>>>

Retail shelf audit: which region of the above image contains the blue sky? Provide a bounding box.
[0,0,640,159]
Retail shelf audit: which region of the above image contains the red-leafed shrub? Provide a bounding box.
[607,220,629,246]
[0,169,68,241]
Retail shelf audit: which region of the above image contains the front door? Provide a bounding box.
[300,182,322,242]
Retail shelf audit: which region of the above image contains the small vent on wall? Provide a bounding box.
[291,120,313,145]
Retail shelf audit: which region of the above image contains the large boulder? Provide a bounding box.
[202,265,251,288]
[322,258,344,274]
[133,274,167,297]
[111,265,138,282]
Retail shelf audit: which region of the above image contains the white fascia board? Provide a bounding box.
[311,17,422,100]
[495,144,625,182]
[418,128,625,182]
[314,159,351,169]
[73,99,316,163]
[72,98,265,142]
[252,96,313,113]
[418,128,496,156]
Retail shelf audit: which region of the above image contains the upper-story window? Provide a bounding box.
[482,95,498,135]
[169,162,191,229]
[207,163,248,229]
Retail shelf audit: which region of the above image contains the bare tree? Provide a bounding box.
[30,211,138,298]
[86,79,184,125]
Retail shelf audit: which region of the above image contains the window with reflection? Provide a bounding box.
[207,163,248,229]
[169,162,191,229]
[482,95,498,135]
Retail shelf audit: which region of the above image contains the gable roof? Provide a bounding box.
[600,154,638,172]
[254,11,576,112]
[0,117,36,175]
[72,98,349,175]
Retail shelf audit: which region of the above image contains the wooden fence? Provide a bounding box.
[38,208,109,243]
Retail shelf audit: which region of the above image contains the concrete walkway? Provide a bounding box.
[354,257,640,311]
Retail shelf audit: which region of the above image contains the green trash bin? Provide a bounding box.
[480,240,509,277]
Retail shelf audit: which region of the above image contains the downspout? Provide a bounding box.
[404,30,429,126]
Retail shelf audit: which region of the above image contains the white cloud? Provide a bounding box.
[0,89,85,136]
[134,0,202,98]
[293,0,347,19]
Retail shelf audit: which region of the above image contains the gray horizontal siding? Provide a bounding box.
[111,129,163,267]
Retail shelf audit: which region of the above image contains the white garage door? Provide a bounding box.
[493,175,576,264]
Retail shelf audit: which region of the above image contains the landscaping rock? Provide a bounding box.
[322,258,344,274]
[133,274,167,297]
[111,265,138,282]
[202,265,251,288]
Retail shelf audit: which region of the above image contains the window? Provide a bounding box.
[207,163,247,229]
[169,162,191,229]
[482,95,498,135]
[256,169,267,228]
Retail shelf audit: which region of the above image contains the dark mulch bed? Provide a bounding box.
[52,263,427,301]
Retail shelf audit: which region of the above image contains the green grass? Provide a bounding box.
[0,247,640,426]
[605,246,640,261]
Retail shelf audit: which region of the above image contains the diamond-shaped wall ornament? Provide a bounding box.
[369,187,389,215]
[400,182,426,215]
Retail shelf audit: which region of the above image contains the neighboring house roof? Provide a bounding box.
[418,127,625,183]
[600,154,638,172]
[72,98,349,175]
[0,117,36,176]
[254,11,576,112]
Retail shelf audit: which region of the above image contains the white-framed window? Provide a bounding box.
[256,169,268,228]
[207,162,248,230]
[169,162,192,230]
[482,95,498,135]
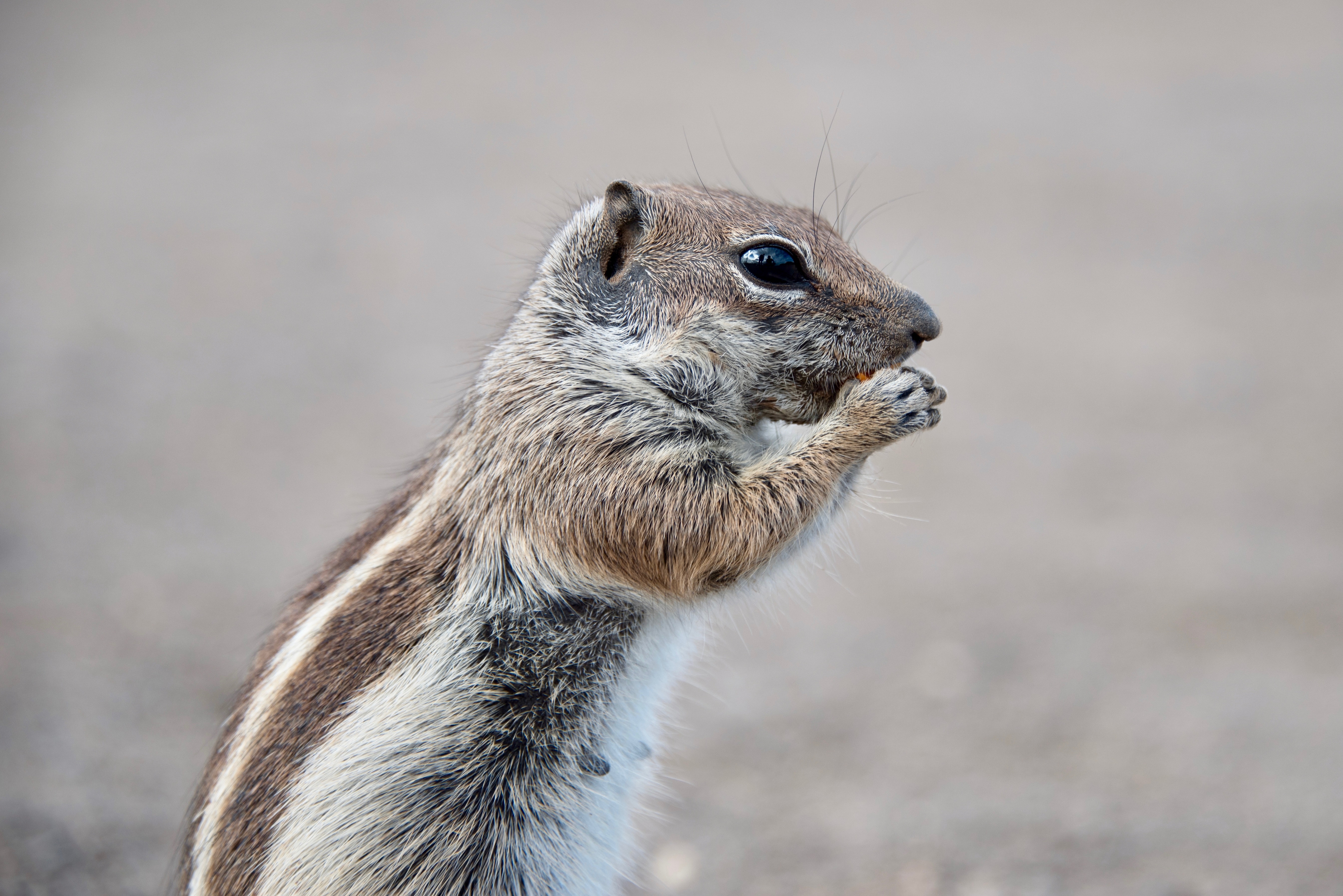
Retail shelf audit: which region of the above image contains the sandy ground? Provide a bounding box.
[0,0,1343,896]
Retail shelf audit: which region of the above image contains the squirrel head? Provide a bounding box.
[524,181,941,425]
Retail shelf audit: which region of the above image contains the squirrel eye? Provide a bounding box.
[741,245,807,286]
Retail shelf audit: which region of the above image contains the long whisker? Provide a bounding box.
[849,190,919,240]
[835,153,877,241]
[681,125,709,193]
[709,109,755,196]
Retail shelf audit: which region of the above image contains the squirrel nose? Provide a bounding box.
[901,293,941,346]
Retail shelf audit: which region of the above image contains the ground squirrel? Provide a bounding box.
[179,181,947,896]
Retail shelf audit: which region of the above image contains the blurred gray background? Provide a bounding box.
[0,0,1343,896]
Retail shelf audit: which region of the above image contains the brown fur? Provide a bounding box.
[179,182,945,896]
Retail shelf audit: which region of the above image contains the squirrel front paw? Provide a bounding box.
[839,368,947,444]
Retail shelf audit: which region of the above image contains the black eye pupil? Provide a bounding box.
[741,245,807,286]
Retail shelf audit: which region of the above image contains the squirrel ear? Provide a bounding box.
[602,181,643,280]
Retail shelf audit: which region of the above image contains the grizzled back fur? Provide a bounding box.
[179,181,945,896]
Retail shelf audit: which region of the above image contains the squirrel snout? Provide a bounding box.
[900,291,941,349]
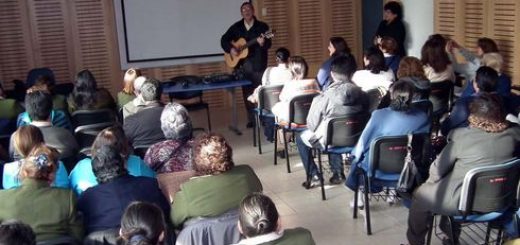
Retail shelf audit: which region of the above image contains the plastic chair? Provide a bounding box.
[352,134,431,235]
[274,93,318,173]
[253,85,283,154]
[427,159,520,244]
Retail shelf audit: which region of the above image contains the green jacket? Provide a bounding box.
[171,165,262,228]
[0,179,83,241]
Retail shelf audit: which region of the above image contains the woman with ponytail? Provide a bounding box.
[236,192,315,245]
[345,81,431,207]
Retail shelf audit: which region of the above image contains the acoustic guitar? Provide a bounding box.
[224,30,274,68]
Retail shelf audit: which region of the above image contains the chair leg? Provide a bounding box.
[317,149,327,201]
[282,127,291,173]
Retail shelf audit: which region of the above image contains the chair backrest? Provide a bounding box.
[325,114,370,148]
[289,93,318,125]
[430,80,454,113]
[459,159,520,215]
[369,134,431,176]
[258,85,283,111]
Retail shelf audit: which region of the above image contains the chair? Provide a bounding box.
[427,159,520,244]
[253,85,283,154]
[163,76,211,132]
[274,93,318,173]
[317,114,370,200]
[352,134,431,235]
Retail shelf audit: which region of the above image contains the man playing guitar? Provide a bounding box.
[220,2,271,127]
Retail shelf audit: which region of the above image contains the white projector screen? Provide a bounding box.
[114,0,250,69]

<<<
>>>

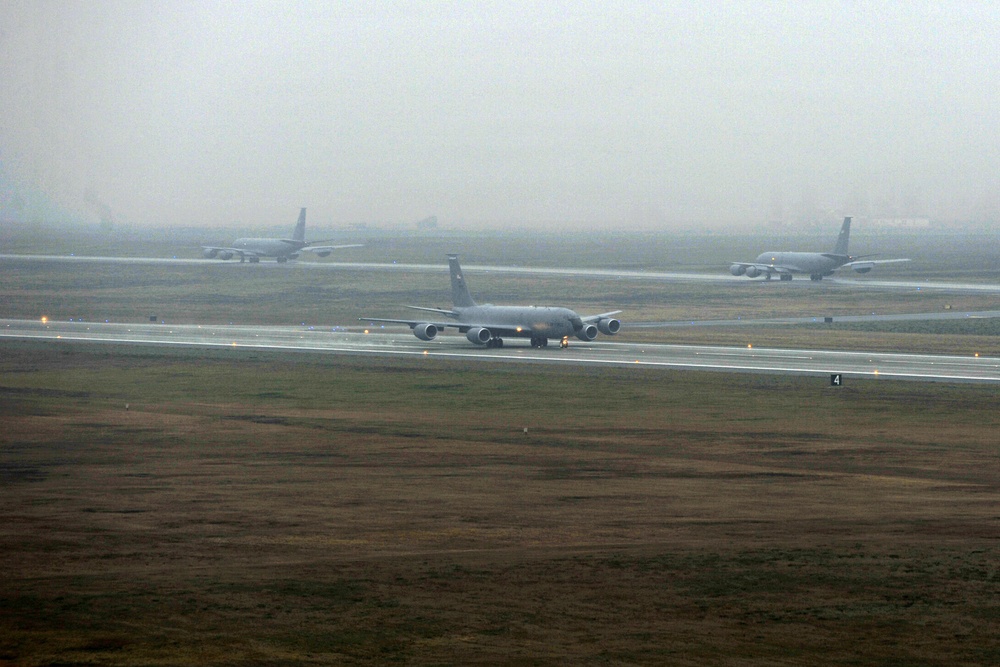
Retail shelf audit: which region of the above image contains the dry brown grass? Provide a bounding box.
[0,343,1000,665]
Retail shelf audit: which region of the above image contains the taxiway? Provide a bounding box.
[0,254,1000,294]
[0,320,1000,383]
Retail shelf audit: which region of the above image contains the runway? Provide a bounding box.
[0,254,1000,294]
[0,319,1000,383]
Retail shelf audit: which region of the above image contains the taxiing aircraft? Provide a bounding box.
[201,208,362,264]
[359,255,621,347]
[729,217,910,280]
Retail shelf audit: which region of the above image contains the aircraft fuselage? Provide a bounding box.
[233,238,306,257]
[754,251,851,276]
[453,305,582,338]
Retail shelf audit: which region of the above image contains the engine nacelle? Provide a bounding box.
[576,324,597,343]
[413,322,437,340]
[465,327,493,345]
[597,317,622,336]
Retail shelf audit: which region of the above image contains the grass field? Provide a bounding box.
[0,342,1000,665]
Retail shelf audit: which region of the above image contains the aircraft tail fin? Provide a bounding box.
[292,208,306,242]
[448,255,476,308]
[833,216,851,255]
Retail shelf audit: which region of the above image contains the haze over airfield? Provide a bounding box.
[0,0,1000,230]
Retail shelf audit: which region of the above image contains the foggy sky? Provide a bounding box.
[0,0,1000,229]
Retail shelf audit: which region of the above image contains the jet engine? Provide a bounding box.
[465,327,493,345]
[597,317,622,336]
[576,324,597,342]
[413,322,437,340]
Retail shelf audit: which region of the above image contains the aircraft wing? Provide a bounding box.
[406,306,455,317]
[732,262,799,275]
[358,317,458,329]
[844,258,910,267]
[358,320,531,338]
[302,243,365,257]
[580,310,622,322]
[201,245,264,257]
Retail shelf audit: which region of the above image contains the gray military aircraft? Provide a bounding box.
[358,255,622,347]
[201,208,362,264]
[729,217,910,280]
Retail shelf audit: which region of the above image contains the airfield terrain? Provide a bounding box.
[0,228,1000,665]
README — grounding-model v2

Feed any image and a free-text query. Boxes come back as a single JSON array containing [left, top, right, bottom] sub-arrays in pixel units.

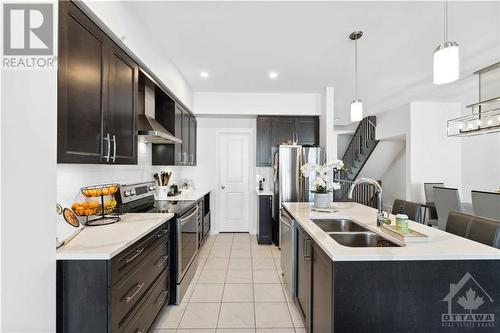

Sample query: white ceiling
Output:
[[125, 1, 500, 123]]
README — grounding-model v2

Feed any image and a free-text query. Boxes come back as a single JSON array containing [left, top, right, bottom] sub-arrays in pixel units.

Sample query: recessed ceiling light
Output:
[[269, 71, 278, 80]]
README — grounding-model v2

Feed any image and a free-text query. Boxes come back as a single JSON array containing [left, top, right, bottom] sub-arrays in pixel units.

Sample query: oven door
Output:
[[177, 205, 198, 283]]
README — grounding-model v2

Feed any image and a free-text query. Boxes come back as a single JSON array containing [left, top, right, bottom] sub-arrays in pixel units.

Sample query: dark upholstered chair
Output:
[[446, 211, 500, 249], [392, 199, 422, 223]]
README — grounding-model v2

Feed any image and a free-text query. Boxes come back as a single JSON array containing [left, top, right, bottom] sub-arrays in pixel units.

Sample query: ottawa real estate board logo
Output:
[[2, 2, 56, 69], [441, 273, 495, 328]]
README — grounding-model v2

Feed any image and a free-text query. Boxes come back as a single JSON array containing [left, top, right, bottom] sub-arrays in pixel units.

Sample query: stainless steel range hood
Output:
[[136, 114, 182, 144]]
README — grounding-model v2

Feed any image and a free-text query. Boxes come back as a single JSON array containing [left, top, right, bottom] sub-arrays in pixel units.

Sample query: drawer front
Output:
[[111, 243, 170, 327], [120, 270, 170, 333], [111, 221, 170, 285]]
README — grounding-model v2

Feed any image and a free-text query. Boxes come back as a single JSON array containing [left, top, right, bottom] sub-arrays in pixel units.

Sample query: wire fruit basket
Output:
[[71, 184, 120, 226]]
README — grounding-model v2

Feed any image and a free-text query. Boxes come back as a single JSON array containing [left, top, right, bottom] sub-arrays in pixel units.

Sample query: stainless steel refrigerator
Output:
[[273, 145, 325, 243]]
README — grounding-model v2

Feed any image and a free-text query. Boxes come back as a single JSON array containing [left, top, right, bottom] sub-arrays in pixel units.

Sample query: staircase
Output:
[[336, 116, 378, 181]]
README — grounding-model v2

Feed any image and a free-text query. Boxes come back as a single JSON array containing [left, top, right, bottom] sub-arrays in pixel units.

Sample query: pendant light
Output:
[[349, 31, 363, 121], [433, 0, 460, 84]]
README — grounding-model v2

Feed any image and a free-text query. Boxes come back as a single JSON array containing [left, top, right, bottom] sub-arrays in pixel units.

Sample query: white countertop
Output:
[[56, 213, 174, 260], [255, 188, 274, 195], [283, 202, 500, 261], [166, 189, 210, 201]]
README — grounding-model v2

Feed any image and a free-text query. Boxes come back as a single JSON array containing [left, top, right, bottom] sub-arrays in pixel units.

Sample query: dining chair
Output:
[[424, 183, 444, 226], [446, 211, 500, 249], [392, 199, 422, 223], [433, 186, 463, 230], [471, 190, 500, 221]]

<<<

Job: Which lines of the records contain the word "brown"? Report each such line in full.

Result for this task:
Retail shelf audit: which region of the above image contains the brown fur? Provide a bounding box.
Retail shelf audit: which region of the above image contains the dry brown grass? Provide a bounding box.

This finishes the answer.